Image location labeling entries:

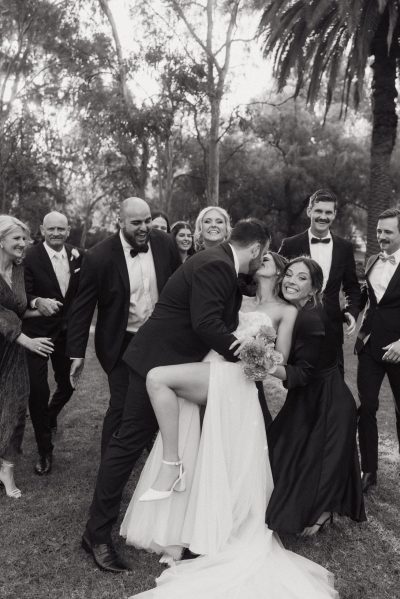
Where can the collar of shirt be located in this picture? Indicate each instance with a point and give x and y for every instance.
(310, 235)
(51, 252)
(396, 256)
(235, 258)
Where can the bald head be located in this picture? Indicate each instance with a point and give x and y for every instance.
(55, 230)
(135, 221)
(133, 205)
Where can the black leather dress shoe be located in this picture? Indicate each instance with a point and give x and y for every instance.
(105, 556)
(368, 480)
(44, 464)
(187, 554)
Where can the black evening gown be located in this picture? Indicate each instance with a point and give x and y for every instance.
(14, 378)
(312, 441)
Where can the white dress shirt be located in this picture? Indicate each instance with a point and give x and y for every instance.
(381, 274)
(322, 254)
(59, 261)
(143, 285)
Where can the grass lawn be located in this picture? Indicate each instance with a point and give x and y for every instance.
(40, 553)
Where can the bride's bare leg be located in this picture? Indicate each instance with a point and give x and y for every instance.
(164, 385)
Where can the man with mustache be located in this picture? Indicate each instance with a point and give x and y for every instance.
(378, 340)
(336, 258)
(52, 270)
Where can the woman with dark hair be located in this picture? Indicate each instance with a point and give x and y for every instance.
(312, 441)
(160, 221)
(183, 238)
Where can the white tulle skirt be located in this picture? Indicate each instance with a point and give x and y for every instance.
(221, 514)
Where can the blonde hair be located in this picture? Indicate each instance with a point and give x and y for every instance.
(198, 227)
(9, 223)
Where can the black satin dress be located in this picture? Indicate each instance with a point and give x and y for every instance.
(312, 441)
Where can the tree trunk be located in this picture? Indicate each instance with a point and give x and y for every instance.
(213, 154)
(384, 127)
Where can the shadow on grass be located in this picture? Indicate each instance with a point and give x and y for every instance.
(40, 552)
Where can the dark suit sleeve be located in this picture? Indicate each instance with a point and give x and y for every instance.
(213, 286)
(82, 309)
(307, 345)
(283, 249)
(350, 284)
(29, 281)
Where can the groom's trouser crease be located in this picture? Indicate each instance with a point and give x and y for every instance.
(137, 428)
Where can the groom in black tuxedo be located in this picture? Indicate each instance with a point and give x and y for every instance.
(378, 340)
(197, 311)
(123, 276)
(52, 270)
(336, 258)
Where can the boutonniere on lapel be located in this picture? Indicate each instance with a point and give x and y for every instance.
(74, 254)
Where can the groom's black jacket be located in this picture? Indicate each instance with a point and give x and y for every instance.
(197, 311)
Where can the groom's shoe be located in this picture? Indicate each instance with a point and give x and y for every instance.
(104, 556)
(44, 464)
(368, 480)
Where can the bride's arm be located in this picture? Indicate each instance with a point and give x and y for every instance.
(285, 331)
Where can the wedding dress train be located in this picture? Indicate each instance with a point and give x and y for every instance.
(221, 516)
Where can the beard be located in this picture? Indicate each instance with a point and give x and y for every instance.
(254, 264)
(134, 241)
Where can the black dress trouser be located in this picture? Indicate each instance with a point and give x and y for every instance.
(43, 414)
(370, 375)
(137, 428)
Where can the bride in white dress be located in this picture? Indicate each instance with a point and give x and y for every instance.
(221, 515)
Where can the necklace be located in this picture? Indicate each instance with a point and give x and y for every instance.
(7, 275)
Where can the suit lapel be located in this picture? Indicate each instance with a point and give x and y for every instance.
(392, 283)
(45, 259)
(335, 256)
(120, 262)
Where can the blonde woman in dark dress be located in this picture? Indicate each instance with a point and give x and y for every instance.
(14, 380)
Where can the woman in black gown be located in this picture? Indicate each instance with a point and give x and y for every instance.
(14, 379)
(312, 441)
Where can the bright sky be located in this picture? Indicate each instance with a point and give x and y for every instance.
(250, 74)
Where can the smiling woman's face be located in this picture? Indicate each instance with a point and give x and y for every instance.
(213, 227)
(297, 285)
(268, 267)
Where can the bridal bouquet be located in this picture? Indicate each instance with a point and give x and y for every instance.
(259, 356)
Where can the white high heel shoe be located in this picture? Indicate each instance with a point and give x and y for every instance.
(7, 479)
(178, 485)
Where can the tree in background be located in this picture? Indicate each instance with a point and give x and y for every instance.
(322, 39)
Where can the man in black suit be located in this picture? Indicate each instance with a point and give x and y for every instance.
(197, 311)
(378, 340)
(51, 279)
(123, 276)
(336, 258)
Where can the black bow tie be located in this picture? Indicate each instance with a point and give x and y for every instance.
(139, 250)
(319, 240)
(386, 258)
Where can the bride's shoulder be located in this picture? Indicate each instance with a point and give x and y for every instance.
(288, 309)
(248, 303)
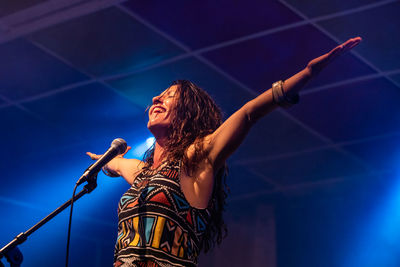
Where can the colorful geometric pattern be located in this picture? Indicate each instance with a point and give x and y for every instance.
(157, 223)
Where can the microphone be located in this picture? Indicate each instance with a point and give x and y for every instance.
(118, 146)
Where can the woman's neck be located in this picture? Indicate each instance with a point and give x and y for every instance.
(158, 156)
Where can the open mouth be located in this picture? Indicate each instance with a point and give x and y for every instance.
(158, 109)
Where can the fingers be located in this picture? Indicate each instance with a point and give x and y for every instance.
(126, 151)
(93, 156)
(351, 43)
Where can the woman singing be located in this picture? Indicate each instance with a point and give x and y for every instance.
(173, 209)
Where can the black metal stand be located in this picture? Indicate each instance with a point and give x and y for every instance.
(11, 251)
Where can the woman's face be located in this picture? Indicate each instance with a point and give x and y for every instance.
(160, 113)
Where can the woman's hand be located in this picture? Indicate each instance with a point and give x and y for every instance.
(316, 65)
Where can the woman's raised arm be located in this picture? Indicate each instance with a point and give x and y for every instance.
(227, 138)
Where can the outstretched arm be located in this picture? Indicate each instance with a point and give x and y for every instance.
(226, 139)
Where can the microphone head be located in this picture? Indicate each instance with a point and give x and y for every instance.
(120, 145)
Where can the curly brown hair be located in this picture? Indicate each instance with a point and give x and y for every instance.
(195, 116)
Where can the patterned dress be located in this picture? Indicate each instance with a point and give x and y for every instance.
(157, 226)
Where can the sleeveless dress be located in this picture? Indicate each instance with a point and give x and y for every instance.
(157, 226)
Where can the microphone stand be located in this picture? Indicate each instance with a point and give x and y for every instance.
(11, 251)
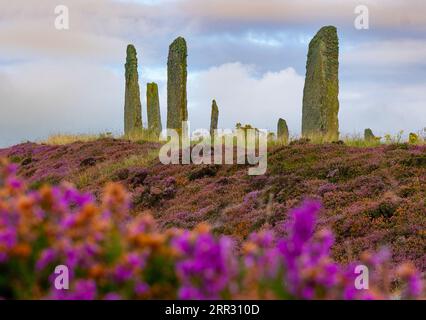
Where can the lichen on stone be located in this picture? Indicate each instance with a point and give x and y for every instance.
(153, 109)
(132, 101)
(320, 94)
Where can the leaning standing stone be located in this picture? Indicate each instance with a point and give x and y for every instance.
(153, 109)
(214, 118)
(176, 84)
(132, 101)
(282, 131)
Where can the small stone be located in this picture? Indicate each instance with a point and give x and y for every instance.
(282, 131)
(132, 101)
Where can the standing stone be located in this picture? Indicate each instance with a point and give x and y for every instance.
(320, 95)
(153, 109)
(282, 131)
(176, 84)
(132, 101)
(369, 135)
(214, 118)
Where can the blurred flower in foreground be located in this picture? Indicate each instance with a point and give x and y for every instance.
(112, 255)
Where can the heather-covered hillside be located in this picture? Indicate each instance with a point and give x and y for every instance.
(372, 197)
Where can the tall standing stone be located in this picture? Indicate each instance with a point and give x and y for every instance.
(282, 131)
(369, 135)
(153, 108)
(132, 101)
(176, 84)
(320, 95)
(214, 118)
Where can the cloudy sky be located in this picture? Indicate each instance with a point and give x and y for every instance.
(249, 55)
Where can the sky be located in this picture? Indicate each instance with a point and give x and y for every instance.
(249, 55)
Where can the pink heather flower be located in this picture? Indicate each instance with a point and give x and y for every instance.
(47, 256)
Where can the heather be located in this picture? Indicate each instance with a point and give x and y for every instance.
(372, 197)
(114, 255)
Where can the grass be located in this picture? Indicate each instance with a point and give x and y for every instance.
(63, 139)
(105, 172)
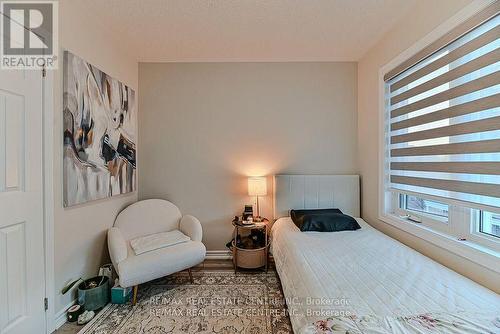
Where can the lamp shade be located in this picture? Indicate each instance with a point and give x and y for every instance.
(257, 186)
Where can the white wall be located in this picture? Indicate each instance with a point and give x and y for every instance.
(80, 232)
(204, 127)
(424, 18)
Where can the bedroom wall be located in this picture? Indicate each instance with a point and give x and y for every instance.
(204, 127)
(421, 21)
(80, 231)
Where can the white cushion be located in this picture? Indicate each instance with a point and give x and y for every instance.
(137, 269)
(158, 240)
(148, 217)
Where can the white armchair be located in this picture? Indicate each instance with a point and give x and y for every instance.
(146, 218)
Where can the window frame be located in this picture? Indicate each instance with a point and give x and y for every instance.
(477, 247)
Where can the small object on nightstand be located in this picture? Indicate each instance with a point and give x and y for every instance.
(250, 251)
(248, 212)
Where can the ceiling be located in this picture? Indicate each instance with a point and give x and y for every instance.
(248, 30)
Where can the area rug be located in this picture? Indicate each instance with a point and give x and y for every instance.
(217, 302)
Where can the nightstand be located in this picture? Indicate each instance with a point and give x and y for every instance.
(248, 254)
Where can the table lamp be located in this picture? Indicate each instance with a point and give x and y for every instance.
(257, 186)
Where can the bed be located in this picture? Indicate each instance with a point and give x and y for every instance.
(364, 281)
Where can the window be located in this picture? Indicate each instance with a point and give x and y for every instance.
(489, 223)
(424, 206)
(441, 150)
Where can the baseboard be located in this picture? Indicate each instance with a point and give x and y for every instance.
(60, 317)
(219, 255)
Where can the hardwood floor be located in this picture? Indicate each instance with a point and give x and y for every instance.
(208, 265)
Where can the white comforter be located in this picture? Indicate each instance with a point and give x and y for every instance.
(366, 282)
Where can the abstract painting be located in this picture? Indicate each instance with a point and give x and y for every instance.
(99, 115)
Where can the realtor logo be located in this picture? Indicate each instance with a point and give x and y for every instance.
(29, 35)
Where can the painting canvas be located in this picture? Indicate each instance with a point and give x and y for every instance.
(99, 114)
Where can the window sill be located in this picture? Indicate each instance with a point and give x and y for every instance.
(472, 251)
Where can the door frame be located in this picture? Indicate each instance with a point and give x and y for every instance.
(48, 127)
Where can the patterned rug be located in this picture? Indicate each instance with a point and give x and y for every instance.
(217, 302)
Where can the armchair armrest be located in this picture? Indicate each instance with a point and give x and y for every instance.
(117, 246)
(191, 227)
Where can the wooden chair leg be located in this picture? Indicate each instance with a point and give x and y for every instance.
(134, 296)
(190, 276)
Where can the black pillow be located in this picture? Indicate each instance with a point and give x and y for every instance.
(327, 222)
(298, 215)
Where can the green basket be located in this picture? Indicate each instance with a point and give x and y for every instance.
(95, 298)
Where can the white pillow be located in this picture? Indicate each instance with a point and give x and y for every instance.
(158, 240)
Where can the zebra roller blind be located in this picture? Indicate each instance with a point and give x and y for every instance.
(443, 116)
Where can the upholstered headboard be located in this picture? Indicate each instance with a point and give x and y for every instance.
(316, 192)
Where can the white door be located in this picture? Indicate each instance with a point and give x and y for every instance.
(22, 277)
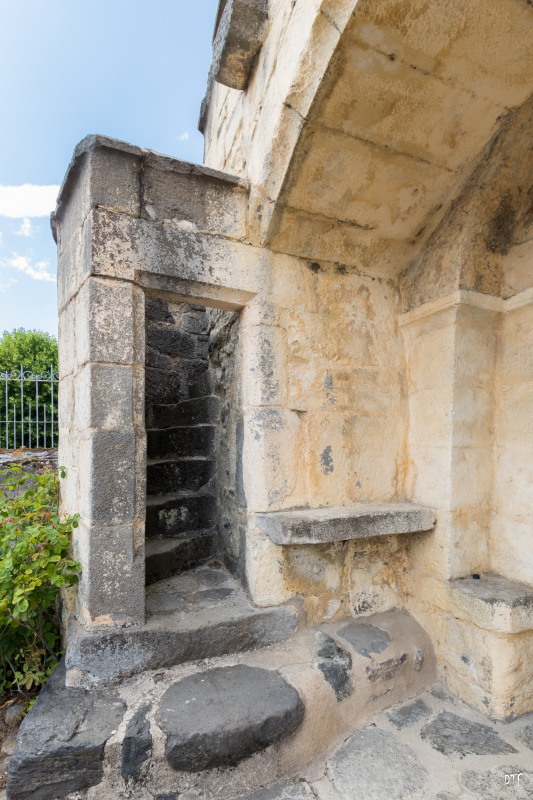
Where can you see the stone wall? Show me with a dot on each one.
(225, 365)
(177, 344)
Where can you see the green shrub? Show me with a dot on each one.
(34, 564)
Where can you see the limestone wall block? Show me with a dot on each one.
(105, 323)
(274, 452)
(264, 380)
(111, 589)
(107, 477)
(95, 385)
(354, 181)
(467, 45)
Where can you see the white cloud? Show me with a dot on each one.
(37, 270)
(26, 228)
(27, 200)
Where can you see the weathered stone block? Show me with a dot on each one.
(60, 746)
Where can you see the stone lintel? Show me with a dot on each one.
(494, 602)
(319, 525)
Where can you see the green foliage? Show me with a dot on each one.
(36, 351)
(34, 565)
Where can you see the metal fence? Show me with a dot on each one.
(29, 408)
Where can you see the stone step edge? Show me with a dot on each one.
(99, 657)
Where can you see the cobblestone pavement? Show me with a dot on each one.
(430, 748)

Exercise brief => Rewrite everything from the line containing "Where can the white door" down to the end of the listing, keeping every request, but multiply each point coordinate in the answers by 0.75 and round it to a whole number, with halves rounded up. Omit the pictures from your answer.

Complete output =>
Where can the white door be located in this picture? Indicate each instance with a point and give x and y for every instance.
(17, 208)
Where can you see the stone wall? Show me with a dot on each one.
(169, 274)
(133, 258)
Where can you see the green shrub? Show me with a dot on each one.
(26, 423)
Where can you see the limestone wall block? Show me with a dot on each one.
(79, 242)
(206, 339)
(198, 285)
(83, 442)
(80, 358)
(71, 289)
(266, 136)
(350, 34)
Where can you see the white cloud? Show me with a dot on each one.
(28, 203)
(20, 171)
(20, 150)
Where can you see the weathered stone block? Show me with a dot on each one.
(45, 560)
Where can you see the stone lintel? Show me with a dot on each one.
(371, 452)
(239, 394)
Where can you see the green foliage? Show me with a dot on each one.
(27, 263)
(26, 424)
Where can you see the metal fence? Show me with a dot on each one.
(22, 306)
Where can you see the stone step edge? Show me with a dot on each one.
(74, 493)
Where can you see the cobblestone pavement? Show me with a dot on each one.
(323, 561)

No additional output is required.